Begin at the line that contains "channel in the image above." and reproduce it along with every line after it to the end of the listing; skip any pictures.

□ □ □ □ □ □ □

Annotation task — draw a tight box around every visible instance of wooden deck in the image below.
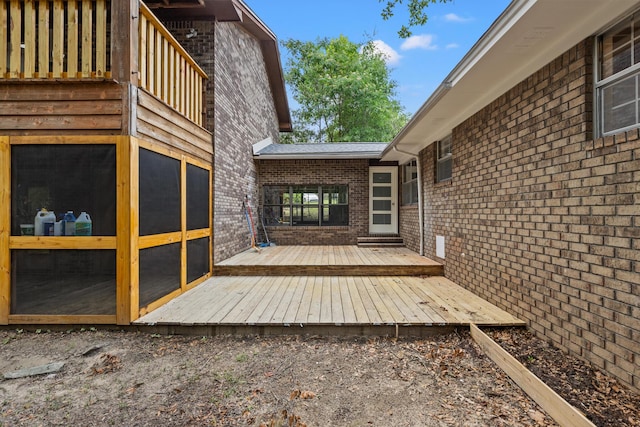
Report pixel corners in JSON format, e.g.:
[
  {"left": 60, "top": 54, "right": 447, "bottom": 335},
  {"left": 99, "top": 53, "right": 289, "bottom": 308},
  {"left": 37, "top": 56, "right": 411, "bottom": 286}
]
[
  {"left": 136, "top": 276, "right": 524, "bottom": 333},
  {"left": 135, "top": 246, "right": 524, "bottom": 335},
  {"left": 213, "top": 246, "right": 444, "bottom": 276}
]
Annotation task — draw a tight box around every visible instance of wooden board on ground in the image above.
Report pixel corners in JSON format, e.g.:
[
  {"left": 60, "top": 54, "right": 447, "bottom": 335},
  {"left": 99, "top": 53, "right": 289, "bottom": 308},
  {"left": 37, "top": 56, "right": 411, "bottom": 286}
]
[{"left": 470, "top": 324, "right": 595, "bottom": 427}]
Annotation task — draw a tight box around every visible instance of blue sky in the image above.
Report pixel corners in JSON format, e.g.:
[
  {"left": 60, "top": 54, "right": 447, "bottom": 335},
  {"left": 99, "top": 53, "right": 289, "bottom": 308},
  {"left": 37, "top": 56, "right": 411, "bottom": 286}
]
[{"left": 244, "top": 0, "right": 510, "bottom": 115}]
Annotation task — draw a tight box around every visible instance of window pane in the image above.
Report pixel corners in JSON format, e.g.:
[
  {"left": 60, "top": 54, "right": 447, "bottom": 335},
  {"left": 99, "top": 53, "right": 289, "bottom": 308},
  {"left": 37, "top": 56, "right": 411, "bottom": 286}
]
[
  {"left": 139, "top": 243, "right": 181, "bottom": 308},
  {"left": 263, "top": 185, "right": 289, "bottom": 205},
  {"left": 602, "top": 76, "right": 638, "bottom": 133},
  {"left": 187, "top": 164, "right": 210, "bottom": 230},
  {"left": 438, "top": 157, "right": 452, "bottom": 182},
  {"left": 11, "top": 144, "right": 116, "bottom": 236},
  {"left": 322, "top": 205, "right": 349, "bottom": 225},
  {"left": 373, "top": 200, "right": 391, "bottom": 211},
  {"left": 601, "top": 21, "right": 632, "bottom": 78},
  {"left": 373, "top": 172, "right": 391, "bottom": 184},
  {"left": 11, "top": 250, "right": 116, "bottom": 315},
  {"left": 139, "top": 148, "right": 181, "bottom": 236},
  {"left": 373, "top": 214, "right": 391, "bottom": 225},
  {"left": 322, "top": 185, "right": 349, "bottom": 205},
  {"left": 373, "top": 187, "right": 391, "bottom": 197}
]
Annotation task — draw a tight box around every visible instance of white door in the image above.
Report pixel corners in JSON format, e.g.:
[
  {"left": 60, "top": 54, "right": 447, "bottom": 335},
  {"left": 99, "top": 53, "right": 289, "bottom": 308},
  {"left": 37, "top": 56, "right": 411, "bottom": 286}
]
[{"left": 369, "top": 166, "right": 398, "bottom": 234}]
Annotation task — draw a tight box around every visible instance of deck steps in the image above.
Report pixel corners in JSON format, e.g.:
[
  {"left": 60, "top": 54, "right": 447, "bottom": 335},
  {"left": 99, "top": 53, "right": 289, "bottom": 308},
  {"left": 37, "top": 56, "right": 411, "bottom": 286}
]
[
  {"left": 213, "top": 245, "right": 444, "bottom": 276},
  {"left": 358, "top": 236, "right": 404, "bottom": 248}
]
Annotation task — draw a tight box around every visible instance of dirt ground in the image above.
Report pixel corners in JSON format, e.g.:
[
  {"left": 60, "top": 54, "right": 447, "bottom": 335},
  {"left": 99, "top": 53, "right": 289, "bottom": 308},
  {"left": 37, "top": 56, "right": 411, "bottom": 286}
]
[{"left": 0, "top": 328, "right": 640, "bottom": 427}]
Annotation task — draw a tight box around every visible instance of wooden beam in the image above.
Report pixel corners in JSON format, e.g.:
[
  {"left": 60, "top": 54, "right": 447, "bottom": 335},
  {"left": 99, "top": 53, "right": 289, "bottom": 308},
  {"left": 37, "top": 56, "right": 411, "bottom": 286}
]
[
  {"left": 94, "top": 0, "right": 107, "bottom": 77},
  {"left": 0, "top": 136, "right": 11, "bottom": 325},
  {"left": 9, "top": 314, "right": 116, "bottom": 325},
  {"left": 51, "top": 0, "right": 65, "bottom": 79},
  {"left": 0, "top": 1, "right": 8, "bottom": 78},
  {"left": 81, "top": 0, "right": 93, "bottom": 78},
  {"left": 116, "top": 136, "right": 137, "bottom": 325},
  {"left": 38, "top": 1, "right": 49, "bottom": 79},
  {"left": 180, "top": 156, "right": 187, "bottom": 292},
  {"left": 23, "top": 2, "right": 36, "bottom": 79},
  {"left": 471, "top": 324, "right": 594, "bottom": 427},
  {"left": 111, "top": 0, "right": 138, "bottom": 86},
  {"left": 9, "top": 0, "right": 22, "bottom": 78},
  {"left": 67, "top": 0, "right": 79, "bottom": 79},
  {"left": 9, "top": 237, "right": 116, "bottom": 250}
]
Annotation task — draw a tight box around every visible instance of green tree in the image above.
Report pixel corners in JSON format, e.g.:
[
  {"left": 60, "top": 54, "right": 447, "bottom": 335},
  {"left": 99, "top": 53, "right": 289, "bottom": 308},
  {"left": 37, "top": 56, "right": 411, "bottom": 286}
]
[
  {"left": 378, "top": 0, "right": 453, "bottom": 39},
  {"left": 283, "top": 36, "right": 408, "bottom": 142}
]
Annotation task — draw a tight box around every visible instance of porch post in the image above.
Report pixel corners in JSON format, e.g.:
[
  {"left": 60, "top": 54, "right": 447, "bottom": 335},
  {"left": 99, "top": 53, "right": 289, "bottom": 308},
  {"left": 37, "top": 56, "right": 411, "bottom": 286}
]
[
  {"left": 111, "top": 0, "right": 140, "bottom": 136},
  {"left": 111, "top": 0, "right": 140, "bottom": 86},
  {"left": 0, "top": 136, "right": 11, "bottom": 325}
]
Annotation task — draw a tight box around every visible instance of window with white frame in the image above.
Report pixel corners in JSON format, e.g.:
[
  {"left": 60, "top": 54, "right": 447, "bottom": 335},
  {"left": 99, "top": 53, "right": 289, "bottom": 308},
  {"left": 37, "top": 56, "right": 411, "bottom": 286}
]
[
  {"left": 436, "top": 136, "right": 453, "bottom": 182},
  {"left": 402, "top": 160, "right": 418, "bottom": 205},
  {"left": 262, "top": 185, "right": 349, "bottom": 226},
  {"left": 596, "top": 14, "right": 640, "bottom": 135}
]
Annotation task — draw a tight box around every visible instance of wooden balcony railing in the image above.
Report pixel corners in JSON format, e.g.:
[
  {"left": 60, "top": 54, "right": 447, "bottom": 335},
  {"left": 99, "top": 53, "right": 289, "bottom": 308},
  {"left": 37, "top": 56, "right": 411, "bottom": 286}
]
[
  {"left": 0, "top": 0, "right": 207, "bottom": 126},
  {"left": 138, "top": 3, "right": 207, "bottom": 126},
  {"left": 0, "top": 0, "right": 111, "bottom": 79}
]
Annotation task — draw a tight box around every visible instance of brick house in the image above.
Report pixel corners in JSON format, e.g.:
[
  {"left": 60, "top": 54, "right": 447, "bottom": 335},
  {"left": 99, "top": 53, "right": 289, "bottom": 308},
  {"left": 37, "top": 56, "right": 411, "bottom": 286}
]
[{"left": 382, "top": 0, "right": 640, "bottom": 389}]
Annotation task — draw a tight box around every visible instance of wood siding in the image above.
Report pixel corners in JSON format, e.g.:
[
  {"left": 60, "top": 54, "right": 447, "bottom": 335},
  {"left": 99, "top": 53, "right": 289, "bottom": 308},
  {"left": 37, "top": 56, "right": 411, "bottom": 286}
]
[
  {"left": 136, "top": 90, "right": 213, "bottom": 162},
  {"left": 0, "top": 82, "right": 123, "bottom": 135}
]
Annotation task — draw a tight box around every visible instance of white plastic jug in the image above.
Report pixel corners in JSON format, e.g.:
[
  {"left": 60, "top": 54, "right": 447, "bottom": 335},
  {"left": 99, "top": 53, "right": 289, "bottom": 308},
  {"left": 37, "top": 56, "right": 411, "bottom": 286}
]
[
  {"left": 76, "top": 212, "right": 91, "bottom": 236},
  {"left": 33, "top": 208, "right": 56, "bottom": 236},
  {"left": 62, "top": 211, "right": 76, "bottom": 236}
]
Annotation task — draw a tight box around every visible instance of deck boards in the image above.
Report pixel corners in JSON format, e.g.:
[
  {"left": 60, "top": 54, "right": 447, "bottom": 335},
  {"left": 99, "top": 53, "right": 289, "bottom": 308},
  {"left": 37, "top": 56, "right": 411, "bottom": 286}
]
[
  {"left": 135, "top": 246, "right": 524, "bottom": 332},
  {"left": 213, "top": 246, "right": 443, "bottom": 276},
  {"left": 136, "top": 276, "right": 524, "bottom": 326}
]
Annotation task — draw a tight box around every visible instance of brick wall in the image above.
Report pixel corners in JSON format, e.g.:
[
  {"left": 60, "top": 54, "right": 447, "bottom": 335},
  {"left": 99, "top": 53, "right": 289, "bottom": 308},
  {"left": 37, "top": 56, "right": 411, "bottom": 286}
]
[
  {"left": 421, "top": 39, "right": 640, "bottom": 389},
  {"left": 259, "top": 160, "right": 369, "bottom": 245},
  {"left": 398, "top": 205, "right": 420, "bottom": 253},
  {"left": 213, "top": 22, "right": 278, "bottom": 262}
]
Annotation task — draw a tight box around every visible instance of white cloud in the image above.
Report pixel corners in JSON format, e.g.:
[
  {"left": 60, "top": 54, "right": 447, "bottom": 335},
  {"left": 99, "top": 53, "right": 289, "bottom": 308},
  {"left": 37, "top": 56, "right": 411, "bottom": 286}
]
[
  {"left": 444, "top": 13, "right": 471, "bottom": 22},
  {"left": 400, "top": 34, "right": 438, "bottom": 50},
  {"left": 372, "top": 40, "right": 402, "bottom": 65}
]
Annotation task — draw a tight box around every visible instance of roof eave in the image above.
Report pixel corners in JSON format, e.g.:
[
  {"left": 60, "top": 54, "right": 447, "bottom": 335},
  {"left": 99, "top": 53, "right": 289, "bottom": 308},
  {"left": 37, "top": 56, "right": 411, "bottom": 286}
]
[
  {"left": 382, "top": 0, "right": 640, "bottom": 161},
  {"left": 253, "top": 151, "right": 380, "bottom": 160}
]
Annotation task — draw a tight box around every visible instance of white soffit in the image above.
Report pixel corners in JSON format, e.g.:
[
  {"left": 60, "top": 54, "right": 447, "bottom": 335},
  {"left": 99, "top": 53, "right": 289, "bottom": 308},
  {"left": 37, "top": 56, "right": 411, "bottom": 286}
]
[{"left": 383, "top": 0, "right": 640, "bottom": 162}]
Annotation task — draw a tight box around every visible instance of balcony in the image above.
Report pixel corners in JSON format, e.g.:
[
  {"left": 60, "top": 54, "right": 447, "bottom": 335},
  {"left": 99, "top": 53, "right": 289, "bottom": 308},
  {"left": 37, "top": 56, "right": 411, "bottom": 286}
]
[{"left": 0, "top": 0, "right": 207, "bottom": 127}]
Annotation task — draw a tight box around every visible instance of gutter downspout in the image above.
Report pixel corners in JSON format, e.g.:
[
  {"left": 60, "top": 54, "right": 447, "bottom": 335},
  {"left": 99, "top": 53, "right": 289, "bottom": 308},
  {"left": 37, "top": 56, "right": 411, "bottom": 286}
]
[{"left": 393, "top": 146, "right": 424, "bottom": 256}]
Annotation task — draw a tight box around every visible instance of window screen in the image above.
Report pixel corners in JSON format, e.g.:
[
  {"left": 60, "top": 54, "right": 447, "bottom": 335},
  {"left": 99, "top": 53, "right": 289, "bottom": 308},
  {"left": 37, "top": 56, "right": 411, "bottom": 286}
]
[
  {"left": 187, "top": 164, "right": 211, "bottom": 230},
  {"left": 139, "top": 243, "right": 180, "bottom": 308},
  {"left": 11, "top": 144, "right": 116, "bottom": 236},
  {"left": 139, "top": 148, "right": 181, "bottom": 236},
  {"left": 11, "top": 250, "right": 116, "bottom": 315}
]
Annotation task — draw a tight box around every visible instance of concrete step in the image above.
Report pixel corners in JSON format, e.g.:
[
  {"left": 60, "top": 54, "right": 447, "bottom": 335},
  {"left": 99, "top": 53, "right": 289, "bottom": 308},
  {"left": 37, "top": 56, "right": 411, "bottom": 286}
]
[{"left": 358, "top": 236, "right": 404, "bottom": 248}]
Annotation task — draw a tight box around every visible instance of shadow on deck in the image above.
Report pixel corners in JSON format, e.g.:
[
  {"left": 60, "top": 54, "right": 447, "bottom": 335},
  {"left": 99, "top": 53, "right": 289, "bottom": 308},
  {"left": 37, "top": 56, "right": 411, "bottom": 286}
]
[{"left": 135, "top": 246, "right": 524, "bottom": 336}]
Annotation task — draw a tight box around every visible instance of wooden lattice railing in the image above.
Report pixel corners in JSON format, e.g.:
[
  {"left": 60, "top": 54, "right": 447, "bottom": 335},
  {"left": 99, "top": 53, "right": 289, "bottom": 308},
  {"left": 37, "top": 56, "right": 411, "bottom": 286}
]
[
  {"left": 0, "top": 0, "right": 207, "bottom": 126},
  {"left": 0, "top": 0, "right": 111, "bottom": 79},
  {"left": 139, "top": 3, "right": 207, "bottom": 126}
]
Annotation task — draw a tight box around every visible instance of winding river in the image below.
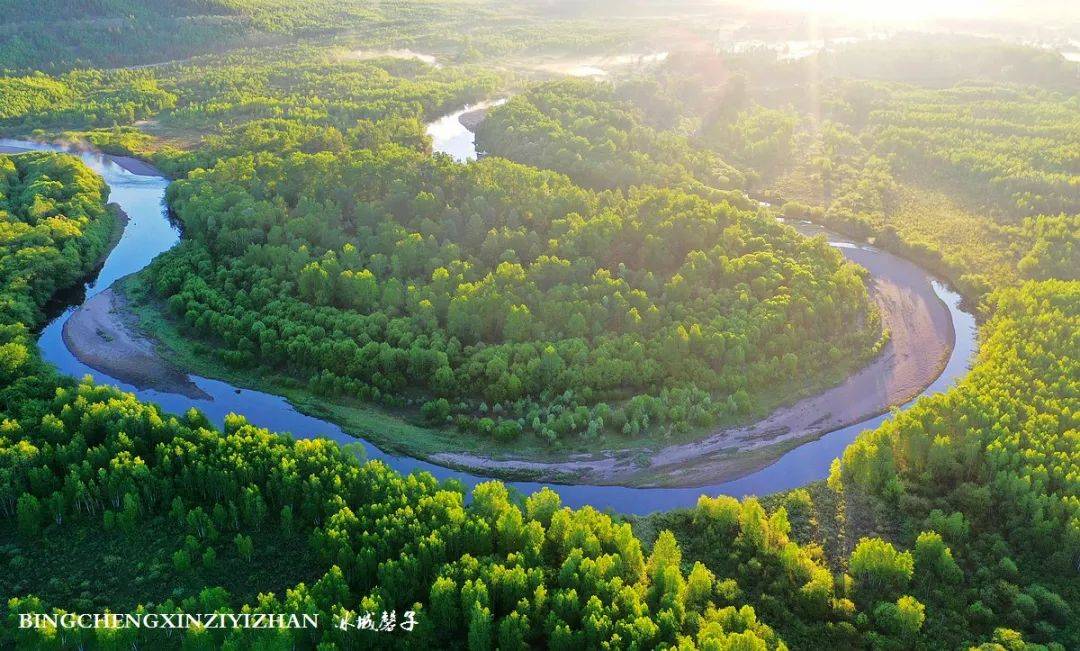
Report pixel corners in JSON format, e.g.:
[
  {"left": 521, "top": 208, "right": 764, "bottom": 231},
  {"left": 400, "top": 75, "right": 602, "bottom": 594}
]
[{"left": 0, "top": 121, "right": 975, "bottom": 514}]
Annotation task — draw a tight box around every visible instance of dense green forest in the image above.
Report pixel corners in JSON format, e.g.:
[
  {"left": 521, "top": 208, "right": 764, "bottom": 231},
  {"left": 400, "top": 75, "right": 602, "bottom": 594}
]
[
  {"left": 0, "top": 153, "right": 119, "bottom": 397},
  {"left": 0, "top": 0, "right": 1080, "bottom": 651}
]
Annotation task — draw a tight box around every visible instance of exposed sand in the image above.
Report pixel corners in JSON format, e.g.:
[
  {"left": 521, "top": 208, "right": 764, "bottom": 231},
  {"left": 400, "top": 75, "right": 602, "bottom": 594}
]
[
  {"left": 106, "top": 154, "right": 165, "bottom": 176},
  {"left": 64, "top": 288, "right": 210, "bottom": 398},
  {"left": 430, "top": 250, "right": 955, "bottom": 486},
  {"left": 0, "top": 145, "right": 165, "bottom": 176}
]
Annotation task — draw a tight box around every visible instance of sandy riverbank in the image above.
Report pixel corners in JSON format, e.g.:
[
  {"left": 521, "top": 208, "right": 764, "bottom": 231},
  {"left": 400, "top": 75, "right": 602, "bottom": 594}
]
[
  {"left": 0, "top": 145, "right": 165, "bottom": 177},
  {"left": 64, "top": 288, "right": 210, "bottom": 398},
  {"left": 430, "top": 247, "right": 955, "bottom": 486}
]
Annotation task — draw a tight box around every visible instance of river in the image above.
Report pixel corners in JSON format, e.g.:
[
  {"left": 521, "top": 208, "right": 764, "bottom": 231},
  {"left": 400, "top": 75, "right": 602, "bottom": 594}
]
[{"left": 0, "top": 121, "right": 975, "bottom": 514}]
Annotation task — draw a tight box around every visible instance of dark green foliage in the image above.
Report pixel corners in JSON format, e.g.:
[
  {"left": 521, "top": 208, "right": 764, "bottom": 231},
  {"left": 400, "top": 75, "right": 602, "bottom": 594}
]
[{"left": 143, "top": 147, "right": 878, "bottom": 440}]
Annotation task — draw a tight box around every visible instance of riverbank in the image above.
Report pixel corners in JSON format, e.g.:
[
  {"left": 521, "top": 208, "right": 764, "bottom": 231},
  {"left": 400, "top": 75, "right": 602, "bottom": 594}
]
[
  {"left": 429, "top": 248, "right": 956, "bottom": 487},
  {"left": 65, "top": 233, "right": 955, "bottom": 487},
  {"left": 63, "top": 288, "right": 208, "bottom": 398}
]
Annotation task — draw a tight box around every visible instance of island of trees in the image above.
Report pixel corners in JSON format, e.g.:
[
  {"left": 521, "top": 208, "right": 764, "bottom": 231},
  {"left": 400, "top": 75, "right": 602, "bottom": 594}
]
[{"left": 0, "top": 2, "right": 1080, "bottom": 651}]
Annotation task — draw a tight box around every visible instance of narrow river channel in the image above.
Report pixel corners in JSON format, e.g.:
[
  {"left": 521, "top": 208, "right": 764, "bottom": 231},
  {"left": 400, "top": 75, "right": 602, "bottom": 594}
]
[{"left": 0, "top": 121, "right": 976, "bottom": 514}]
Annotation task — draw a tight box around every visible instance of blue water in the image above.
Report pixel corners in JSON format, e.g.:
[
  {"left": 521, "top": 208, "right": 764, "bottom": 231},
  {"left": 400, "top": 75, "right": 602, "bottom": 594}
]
[{"left": 6, "top": 140, "right": 976, "bottom": 514}]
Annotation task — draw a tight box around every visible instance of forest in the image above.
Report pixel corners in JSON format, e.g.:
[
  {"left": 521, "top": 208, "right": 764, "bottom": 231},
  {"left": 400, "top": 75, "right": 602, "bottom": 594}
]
[
  {"left": 148, "top": 147, "right": 880, "bottom": 440},
  {"left": 0, "top": 0, "right": 1080, "bottom": 651}
]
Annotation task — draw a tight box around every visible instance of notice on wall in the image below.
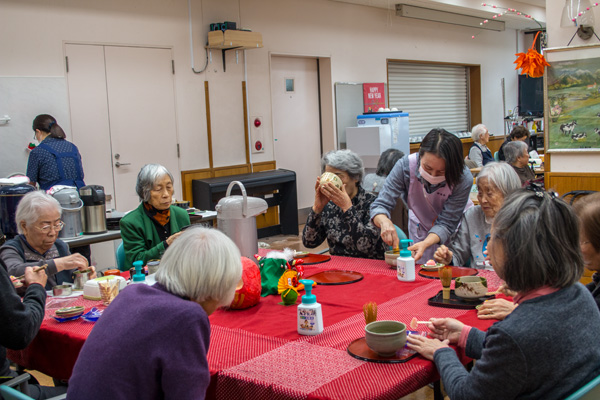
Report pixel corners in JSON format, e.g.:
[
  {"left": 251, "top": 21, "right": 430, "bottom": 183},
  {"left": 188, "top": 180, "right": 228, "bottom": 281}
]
[{"left": 363, "top": 83, "right": 385, "bottom": 112}]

□ □ □ □ □ □ □

ANSWER TO THIS TASK:
Annotation task — draw a tight box around every visible instance of narrow river channel in the image above.
Report pixel corners in JSON format, e.g.:
[
  {"left": 521, "top": 208, "right": 764, "bottom": 231},
  {"left": 400, "top": 75, "right": 602, "bottom": 594}
]
[{"left": 0, "top": 121, "right": 976, "bottom": 514}]
Annotation task — draw a tight box around every visible instance of blue water in the image above.
Report pixel corners in JSON format, e.g.:
[
  {"left": 521, "top": 208, "right": 764, "bottom": 231},
  {"left": 400, "top": 75, "right": 602, "bottom": 594}
]
[{"left": 6, "top": 140, "right": 976, "bottom": 514}]
Annotation task — draw a tight box around every visible instance of forest in the image above.
Report pixel corners in JSON format, e.g.:
[
  {"left": 521, "top": 208, "right": 764, "bottom": 231},
  {"left": 400, "top": 75, "right": 602, "bottom": 594}
]
[
  {"left": 148, "top": 147, "right": 880, "bottom": 440},
  {"left": 0, "top": 0, "right": 1080, "bottom": 651}
]
Annotation task — draw a tight box around every visible instance of notice on wall in the image below.
Report pixel corners in JSON format, e.g.:
[
  {"left": 251, "top": 21, "right": 430, "bottom": 183},
  {"left": 188, "top": 180, "right": 228, "bottom": 281}
]
[{"left": 363, "top": 83, "right": 385, "bottom": 112}]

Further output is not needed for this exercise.